*DIE AUFGABE*
Wer spielt laut dem Text über das Debüt des Hard Quartets in der Band Schlagzeug?

*TEXTAUSZUG*
'''
Taufrische Premiere

Der CD-Erstling des Hard Quartets

Auf See stehen die Buchstaben GQ für „Kann wegen des Wetters nicht zu Hilfe kommen“, vertrauter sind sie aber als Kürzel von „Gentlemen’s Quarterly“, dem Lifestyleblatt für urbane Heterosexuelle. Dass nach einiger Geheimniskrämerei ein exklusives Vorabstück zur neuen, New-York-basierten Supergroup The Hard Quartet und ihr 15-Songs-Debüt dort erschien, mag man bemerkenswert finden. Ist es Statement, Witz, Laune oder bloß Nähe zum Autor? Denn Lifestyletypen sind die Songwriter und Gitarristen Stephen Malkmus, Matt Sweeney, Emmett Kelly sowie Drummer Jim White eher nicht. Sie schillern nur als Puls gebende Indierock-Größen der letzten drei Jahrzehnte, sind als Frontman und Bandmate, Tour- oder Sessionmusiker verbunden mit hehren Namen der Szene. Nach etlichen Kollaborationen hatten sie die Idee, mal was zusammen zu machen, „abseits von Musikindustrietrends und sonstigen Erwartungen, nur nach eigenen Regeln“, was sich gleich mehr als gut angefühlt habe. So klingt auch die Musik auf dem vor Spielfreude und Facetten sprühenden Debüt. Einen „no-brainer“, ein Kinderspiel also, nennen sie das im Rückblick auf ihre ersten Sessions.
'''
*GELIEFERTE DATEN*
'''
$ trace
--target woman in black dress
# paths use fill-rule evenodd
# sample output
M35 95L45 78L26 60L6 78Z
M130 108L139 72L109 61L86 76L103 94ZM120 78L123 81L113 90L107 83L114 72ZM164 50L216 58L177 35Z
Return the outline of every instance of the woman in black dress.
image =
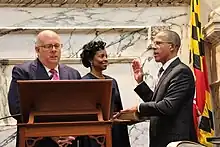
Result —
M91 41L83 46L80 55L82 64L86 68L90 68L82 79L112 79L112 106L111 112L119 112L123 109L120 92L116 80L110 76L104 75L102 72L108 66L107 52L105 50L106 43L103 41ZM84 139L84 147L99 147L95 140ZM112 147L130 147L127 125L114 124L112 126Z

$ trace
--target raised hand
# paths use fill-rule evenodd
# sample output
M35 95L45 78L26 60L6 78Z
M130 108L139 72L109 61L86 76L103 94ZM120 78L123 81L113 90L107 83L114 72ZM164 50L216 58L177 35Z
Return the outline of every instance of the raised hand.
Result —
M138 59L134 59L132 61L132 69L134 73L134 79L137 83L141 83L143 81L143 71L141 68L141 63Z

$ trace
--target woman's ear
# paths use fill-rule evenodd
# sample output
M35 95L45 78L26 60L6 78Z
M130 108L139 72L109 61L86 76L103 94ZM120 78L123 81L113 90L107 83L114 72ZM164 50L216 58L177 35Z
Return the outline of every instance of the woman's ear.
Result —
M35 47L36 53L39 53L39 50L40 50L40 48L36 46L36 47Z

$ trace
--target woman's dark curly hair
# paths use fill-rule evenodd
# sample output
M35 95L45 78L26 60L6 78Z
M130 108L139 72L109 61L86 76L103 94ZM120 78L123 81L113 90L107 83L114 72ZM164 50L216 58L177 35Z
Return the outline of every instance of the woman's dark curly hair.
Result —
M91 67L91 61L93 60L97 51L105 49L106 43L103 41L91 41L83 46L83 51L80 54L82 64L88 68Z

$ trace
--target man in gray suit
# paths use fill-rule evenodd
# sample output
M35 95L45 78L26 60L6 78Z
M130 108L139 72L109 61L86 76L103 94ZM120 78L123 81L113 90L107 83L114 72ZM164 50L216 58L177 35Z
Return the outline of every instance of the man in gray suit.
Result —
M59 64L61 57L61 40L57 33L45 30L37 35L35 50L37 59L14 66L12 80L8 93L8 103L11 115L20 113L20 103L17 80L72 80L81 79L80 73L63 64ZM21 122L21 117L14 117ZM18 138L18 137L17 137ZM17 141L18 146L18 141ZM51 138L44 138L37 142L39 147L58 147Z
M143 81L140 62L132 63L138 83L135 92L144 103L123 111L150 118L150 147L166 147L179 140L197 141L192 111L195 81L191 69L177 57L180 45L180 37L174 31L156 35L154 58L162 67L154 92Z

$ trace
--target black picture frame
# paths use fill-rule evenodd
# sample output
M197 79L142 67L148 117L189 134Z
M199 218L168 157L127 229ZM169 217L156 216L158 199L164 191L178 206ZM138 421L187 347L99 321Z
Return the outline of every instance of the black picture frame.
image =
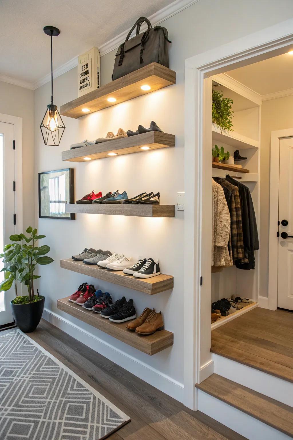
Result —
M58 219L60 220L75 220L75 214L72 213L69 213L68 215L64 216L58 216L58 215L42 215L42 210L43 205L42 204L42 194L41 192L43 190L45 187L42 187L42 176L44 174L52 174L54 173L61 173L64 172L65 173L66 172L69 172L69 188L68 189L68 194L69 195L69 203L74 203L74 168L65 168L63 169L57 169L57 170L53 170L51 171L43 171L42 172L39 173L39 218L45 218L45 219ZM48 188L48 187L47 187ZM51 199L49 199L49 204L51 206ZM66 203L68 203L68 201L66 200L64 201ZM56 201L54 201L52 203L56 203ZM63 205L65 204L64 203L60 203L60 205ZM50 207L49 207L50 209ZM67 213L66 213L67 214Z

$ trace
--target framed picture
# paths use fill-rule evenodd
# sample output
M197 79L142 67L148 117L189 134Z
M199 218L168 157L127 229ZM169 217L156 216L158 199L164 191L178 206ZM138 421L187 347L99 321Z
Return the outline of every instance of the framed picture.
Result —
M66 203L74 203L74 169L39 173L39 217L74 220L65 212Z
'''
'''
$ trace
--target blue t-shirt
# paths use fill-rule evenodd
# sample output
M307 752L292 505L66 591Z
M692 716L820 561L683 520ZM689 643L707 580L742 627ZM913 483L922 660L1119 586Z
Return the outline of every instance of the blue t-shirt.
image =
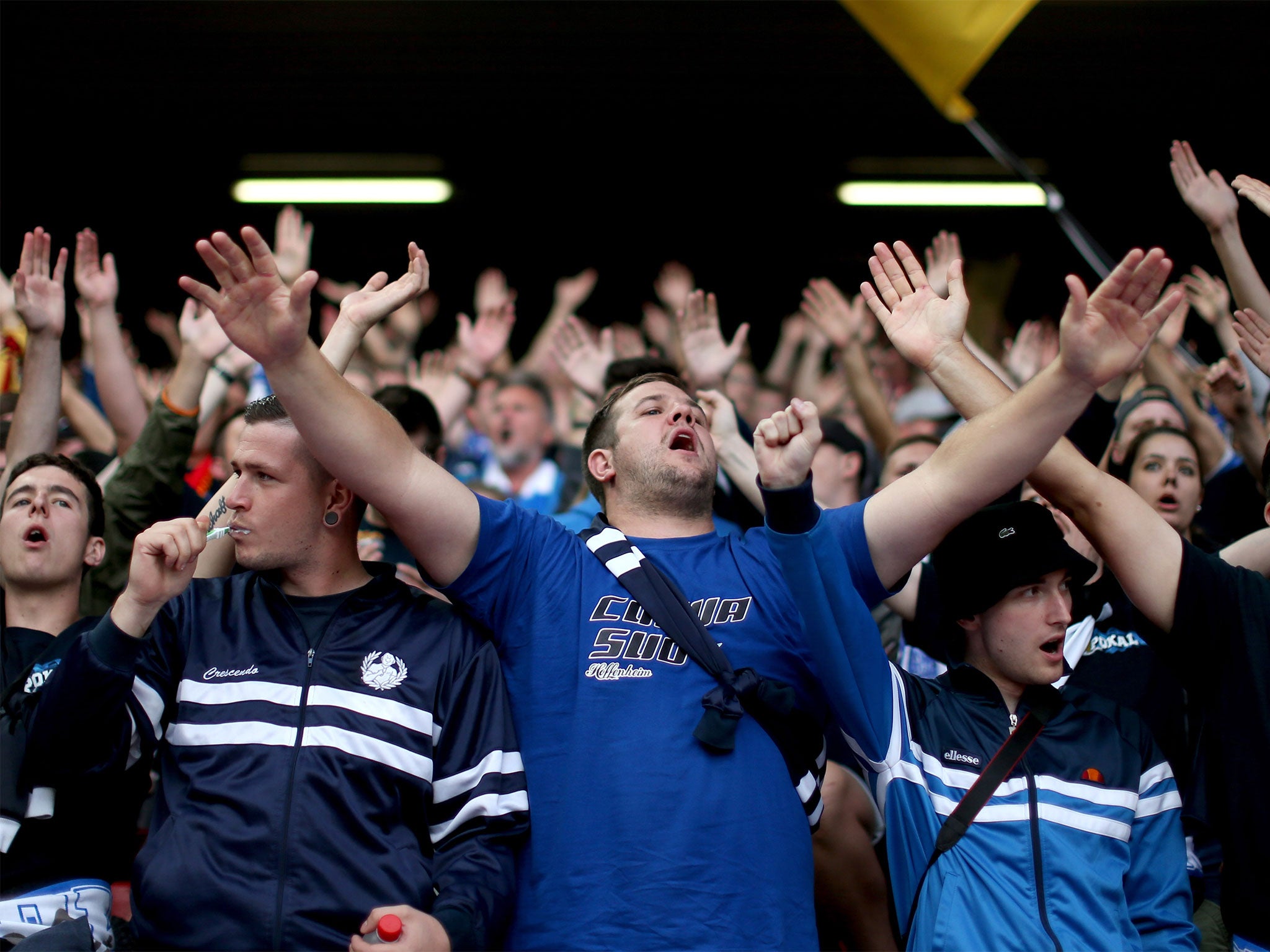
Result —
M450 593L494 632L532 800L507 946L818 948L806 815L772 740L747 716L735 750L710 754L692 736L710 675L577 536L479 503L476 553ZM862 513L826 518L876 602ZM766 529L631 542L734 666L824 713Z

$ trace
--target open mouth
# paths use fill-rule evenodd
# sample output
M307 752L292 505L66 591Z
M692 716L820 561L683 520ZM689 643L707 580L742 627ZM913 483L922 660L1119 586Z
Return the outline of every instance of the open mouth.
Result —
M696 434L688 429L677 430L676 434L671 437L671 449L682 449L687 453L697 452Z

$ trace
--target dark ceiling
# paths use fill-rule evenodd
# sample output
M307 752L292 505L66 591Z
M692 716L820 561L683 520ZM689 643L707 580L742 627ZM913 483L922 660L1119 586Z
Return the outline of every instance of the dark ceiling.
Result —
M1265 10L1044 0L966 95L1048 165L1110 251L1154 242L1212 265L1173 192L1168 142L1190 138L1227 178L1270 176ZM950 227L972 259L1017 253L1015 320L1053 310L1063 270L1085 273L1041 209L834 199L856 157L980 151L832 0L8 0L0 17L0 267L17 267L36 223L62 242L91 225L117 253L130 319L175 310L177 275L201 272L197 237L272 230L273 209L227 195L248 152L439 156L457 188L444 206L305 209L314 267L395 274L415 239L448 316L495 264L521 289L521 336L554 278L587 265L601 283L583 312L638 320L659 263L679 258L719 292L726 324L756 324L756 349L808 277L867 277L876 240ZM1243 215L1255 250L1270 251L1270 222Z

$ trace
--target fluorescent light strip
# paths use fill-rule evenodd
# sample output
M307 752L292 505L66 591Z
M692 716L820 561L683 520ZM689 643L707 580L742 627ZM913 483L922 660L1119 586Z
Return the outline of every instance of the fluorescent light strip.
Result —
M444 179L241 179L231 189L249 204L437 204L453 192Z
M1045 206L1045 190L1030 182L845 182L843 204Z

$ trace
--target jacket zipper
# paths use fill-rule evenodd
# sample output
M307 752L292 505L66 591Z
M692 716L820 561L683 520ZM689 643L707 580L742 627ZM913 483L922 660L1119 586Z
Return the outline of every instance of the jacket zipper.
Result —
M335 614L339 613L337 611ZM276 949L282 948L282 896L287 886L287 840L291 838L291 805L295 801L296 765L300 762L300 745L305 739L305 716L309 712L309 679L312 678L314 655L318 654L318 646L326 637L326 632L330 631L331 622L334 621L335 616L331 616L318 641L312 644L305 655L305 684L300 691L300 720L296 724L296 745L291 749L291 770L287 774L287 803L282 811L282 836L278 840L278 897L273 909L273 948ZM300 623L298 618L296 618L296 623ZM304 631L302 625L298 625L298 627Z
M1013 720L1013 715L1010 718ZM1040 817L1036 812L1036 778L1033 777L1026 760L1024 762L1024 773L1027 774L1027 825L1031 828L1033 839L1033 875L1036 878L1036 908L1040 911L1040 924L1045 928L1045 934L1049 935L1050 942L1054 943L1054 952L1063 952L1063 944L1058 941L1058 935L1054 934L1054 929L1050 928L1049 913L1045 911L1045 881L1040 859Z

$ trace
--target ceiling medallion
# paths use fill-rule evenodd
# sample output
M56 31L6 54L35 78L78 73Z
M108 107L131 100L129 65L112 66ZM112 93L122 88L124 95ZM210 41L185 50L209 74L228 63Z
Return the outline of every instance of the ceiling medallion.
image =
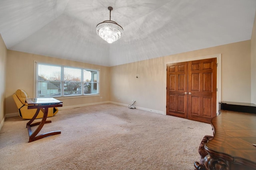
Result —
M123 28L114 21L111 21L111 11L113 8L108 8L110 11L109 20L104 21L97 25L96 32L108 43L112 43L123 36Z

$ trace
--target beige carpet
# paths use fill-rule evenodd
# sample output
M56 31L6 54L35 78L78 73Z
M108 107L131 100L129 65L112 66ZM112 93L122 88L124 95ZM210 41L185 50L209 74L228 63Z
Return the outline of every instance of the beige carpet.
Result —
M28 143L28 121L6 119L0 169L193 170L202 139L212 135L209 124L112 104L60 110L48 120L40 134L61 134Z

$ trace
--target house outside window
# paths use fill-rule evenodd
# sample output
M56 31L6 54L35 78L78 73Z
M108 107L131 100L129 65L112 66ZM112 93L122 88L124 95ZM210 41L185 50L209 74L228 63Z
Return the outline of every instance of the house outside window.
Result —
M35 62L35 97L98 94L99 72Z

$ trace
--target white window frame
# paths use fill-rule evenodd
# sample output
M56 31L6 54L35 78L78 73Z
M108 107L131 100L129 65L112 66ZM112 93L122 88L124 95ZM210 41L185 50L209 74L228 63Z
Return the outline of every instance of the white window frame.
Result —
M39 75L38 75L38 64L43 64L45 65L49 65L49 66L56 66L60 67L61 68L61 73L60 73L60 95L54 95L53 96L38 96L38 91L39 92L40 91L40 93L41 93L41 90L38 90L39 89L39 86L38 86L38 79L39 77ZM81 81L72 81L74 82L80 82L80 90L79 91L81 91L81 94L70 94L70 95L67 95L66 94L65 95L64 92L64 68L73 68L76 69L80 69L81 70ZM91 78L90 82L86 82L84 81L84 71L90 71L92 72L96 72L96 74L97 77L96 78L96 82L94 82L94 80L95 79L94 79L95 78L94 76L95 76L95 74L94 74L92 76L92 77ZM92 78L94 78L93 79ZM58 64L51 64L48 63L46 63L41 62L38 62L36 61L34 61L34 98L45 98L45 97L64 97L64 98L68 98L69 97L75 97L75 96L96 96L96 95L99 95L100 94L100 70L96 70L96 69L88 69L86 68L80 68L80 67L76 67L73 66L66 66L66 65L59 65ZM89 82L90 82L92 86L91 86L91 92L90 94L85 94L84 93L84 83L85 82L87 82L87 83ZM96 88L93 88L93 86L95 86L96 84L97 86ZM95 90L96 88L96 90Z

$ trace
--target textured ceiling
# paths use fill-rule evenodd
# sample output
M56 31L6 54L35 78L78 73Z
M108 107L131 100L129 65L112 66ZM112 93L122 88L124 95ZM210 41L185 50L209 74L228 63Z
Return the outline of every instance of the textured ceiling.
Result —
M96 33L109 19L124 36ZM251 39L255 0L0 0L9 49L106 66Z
'''
'''
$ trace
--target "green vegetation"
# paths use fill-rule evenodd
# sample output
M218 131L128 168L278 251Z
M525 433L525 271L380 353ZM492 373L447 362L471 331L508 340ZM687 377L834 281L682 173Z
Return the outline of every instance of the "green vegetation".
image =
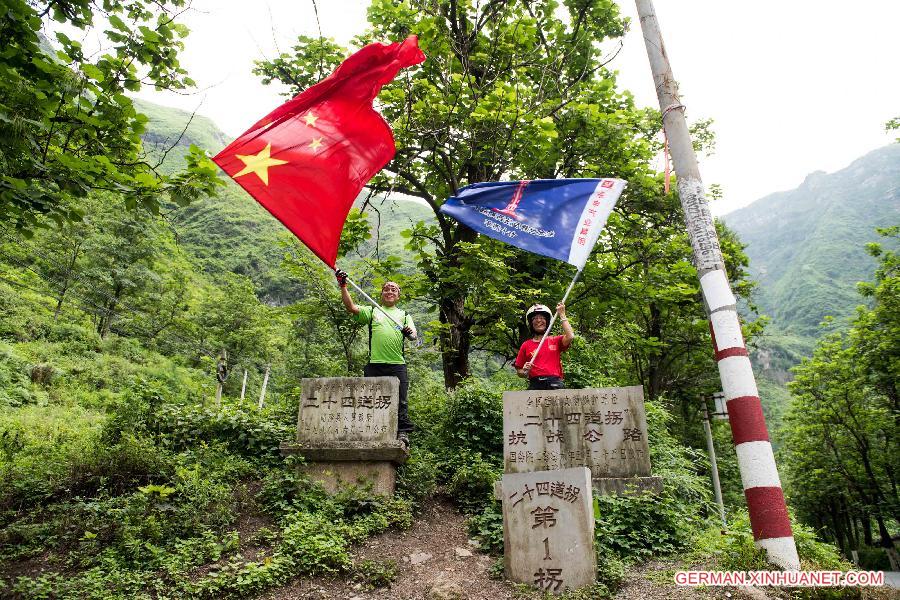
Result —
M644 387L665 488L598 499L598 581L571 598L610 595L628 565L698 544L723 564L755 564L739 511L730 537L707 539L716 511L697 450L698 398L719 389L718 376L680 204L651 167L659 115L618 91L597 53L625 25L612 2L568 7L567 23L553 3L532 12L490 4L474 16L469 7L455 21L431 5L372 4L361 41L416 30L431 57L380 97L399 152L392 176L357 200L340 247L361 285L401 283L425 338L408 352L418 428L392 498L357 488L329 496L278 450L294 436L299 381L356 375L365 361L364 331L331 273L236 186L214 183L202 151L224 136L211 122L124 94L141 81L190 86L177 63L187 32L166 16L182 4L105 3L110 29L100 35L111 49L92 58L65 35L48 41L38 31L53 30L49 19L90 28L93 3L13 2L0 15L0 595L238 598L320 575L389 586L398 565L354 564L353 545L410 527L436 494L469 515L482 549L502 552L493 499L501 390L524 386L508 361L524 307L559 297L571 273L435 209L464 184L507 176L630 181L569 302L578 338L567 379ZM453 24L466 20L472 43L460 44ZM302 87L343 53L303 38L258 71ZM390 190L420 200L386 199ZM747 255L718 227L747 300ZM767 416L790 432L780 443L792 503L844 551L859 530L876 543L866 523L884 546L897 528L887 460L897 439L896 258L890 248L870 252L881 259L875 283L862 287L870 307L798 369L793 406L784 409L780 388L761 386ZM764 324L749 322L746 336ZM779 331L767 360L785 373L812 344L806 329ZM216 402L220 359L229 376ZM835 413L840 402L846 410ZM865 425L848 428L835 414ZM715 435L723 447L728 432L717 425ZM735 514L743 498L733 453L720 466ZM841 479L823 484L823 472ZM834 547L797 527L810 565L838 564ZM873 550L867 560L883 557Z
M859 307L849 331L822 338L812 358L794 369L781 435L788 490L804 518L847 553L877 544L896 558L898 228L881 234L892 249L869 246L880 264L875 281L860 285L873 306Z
'''
*ERGEBNIS*
Jim White